Stored dataset items
=======
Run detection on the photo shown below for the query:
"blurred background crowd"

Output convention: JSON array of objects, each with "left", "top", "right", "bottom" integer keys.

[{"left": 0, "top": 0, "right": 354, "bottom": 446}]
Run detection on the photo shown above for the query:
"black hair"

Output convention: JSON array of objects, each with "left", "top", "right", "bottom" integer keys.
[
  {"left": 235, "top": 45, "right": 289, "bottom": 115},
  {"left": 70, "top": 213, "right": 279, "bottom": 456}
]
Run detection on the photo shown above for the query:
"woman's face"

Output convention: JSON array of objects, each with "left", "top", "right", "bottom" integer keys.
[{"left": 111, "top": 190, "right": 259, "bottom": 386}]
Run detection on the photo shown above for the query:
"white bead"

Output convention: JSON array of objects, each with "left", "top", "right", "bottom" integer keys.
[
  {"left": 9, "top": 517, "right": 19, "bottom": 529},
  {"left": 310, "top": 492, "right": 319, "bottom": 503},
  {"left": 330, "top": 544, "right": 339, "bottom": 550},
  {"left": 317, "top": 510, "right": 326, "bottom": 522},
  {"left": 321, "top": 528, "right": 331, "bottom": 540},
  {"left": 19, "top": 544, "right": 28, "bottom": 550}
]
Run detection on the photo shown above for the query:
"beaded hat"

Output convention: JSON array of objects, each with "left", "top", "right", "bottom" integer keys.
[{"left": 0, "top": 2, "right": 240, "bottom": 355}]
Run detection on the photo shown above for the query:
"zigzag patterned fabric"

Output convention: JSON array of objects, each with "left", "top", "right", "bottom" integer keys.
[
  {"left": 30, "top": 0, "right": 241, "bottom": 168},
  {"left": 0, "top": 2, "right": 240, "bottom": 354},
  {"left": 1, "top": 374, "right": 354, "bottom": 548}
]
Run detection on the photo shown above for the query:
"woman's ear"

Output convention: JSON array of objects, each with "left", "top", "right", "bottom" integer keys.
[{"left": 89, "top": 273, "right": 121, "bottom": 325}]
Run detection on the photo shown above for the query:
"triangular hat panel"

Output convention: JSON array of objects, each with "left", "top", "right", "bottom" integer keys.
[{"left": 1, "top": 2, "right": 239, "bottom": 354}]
=======
• AIM OF THE EXERCISE
Could you print every record above exactly as it appears?

• THE COMPLETED TASK
Run detection on the photo shown below for the query:
"blurred background crowd"

Output convention: JSON array of objects, each with "left", "top", "right", "bottom" integer keys.

[{"left": 0, "top": 0, "right": 354, "bottom": 446}]
Run detection on the photo shown above for the query:
"black hair"

Output convention: JSON array of objects, each with "left", "top", "right", "bottom" integer keys.
[
  {"left": 235, "top": 45, "right": 289, "bottom": 115},
  {"left": 70, "top": 213, "right": 279, "bottom": 456}
]
Run detection on the photo shown above for the query:
"woman's face"

Output convention: JSON array of objects, each with "left", "top", "right", "bottom" integer keys.
[{"left": 111, "top": 190, "right": 259, "bottom": 386}]
Run detection on the photo shown above for the query:
"white bead"

Output convention: JSON array of objects, each with "left", "top", "right", "bottom" integer keys.
[
  {"left": 9, "top": 517, "right": 19, "bottom": 529},
  {"left": 310, "top": 492, "right": 319, "bottom": 503},
  {"left": 330, "top": 544, "right": 339, "bottom": 550},
  {"left": 317, "top": 510, "right": 326, "bottom": 522},
  {"left": 321, "top": 528, "right": 331, "bottom": 540},
  {"left": 19, "top": 544, "right": 28, "bottom": 550}
]
Run detection on the photo shown above for the query:
"beaded hat"

Output convention: JSON array of objects, each with "left", "top", "right", "bottom" integer keys.
[{"left": 0, "top": 2, "right": 240, "bottom": 355}]
Run detection on the photo shown above for the query:
"zigzag patterned fabric"

Output convention: JSON array of objects, each with "left", "top", "right", "bottom" integer keys.
[
  {"left": 30, "top": 0, "right": 241, "bottom": 168},
  {"left": 0, "top": 2, "right": 240, "bottom": 354},
  {"left": 1, "top": 374, "right": 354, "bottom": 548}
]
Run detection on the photo shown above for the query:
"woman's ear"

Output convention: JSON array of objects, each with "left", "top", "right", "bottom" integer keys.
[{"left": 89, "top": 273, "right": 121, "bottom": 325}]
Run detection on the photo shown above for the query:
"triangular hat panel"

Output convention: JSON array of objects, each with "left", "top", "right", "bottom" integer keys.
[{"left": 1, "top": 2, "right": 239, "bottom": 354}]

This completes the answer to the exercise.